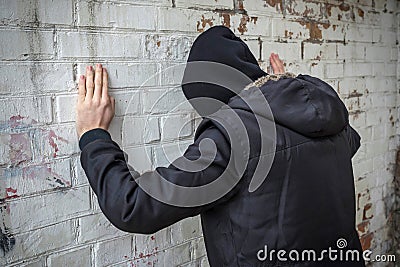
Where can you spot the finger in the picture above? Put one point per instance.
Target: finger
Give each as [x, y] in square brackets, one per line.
[105, 83]
[81, 88]
[98, 82]
[273, 65]
[112, 99]
[279, 64]
[89, 83]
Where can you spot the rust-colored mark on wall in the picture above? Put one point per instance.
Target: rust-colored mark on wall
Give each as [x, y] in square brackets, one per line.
[240, 5]
[7, 240]
[355, 94]
[367, 208]
[361, 12]
[243, 24]
[363, 227]
[288, 34]
[275, 3]
[19, 148]
[226, 19]
[313, 27]
[202, 24]
[15, 120]
[344, 7]
[52, 137]
[366, 241]
[11, 193]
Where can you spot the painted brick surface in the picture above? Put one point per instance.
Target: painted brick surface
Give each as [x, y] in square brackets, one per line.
[48, 214]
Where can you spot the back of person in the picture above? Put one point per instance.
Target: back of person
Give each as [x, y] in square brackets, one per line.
[307, 200]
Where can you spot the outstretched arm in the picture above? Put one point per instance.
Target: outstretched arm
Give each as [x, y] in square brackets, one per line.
[122, 200]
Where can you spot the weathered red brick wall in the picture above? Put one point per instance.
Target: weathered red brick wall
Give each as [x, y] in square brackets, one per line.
[49, 215]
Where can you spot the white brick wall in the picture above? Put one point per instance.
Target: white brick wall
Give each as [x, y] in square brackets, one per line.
[49, 215]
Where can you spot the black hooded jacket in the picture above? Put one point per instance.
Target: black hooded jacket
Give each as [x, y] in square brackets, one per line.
[307, 199]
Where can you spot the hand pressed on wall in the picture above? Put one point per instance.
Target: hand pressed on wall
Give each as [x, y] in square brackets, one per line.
[95, 107]
[276, 64]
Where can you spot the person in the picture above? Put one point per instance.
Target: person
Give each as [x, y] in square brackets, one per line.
[307, 199]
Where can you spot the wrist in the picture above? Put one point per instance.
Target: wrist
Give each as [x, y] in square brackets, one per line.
[91, 135]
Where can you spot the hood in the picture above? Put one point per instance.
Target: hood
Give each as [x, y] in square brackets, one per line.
[304, 104]
[218, 44]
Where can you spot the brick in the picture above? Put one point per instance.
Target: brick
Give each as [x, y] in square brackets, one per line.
[377, 53]
[26, 44]
[116, 15]
[220, 4]
[289, 29]
[115, 129]
[161, 101]
[96, 227]
[37, 262]
[185, 230]
[352, 69]
[172, 74]
[254, 45]
[349, 85]
[43, 11]
[113, 251]
[288, 52]
[167, 47]
[40, 241]
[176, 126]
[255, 7]
[126, 103]
[336, 31]
[96, 45]
[15, 149]
[55, 141]
[358, 34]
[25, 111]
[35, 77]
[139, 130]
[65, 107]
[199, 248]
[244, 25]
[350, 51]
[54, 207]
[319, 51]
[128, 75]
[186, 20]
[177, 255]
[78, 176]
[334, 70]
[37, 178]
[76, 257]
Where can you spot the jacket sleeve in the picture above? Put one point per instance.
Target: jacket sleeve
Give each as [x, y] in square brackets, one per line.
[124, 202]
[353, 138]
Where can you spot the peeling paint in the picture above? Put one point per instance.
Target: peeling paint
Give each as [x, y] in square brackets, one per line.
[243, 24]
[202, 24]
[52, 137]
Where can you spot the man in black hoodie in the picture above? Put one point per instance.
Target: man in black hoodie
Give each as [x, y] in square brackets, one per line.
[281, 194]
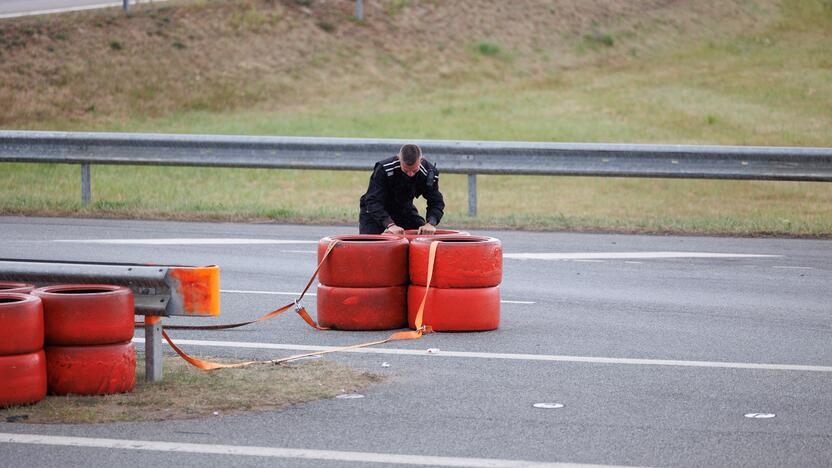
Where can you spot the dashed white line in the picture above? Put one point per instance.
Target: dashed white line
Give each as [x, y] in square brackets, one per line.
[509, 356]
[295, 294]
[189, 241]
[625, 255]
[270, 452]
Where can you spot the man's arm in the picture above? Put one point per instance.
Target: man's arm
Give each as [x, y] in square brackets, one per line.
[376, 195]
[435, 201]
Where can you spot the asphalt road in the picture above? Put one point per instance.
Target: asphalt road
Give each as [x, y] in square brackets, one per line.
[12, 8]
[651, 355]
********
** Goal of the exercise **
Every line of the material above that has the string "sleeve" needs pulling out.

** Finished task **
Where can you spot the jacket sleeve in the picture above? Put one point per instance.
Target: jacket sleeve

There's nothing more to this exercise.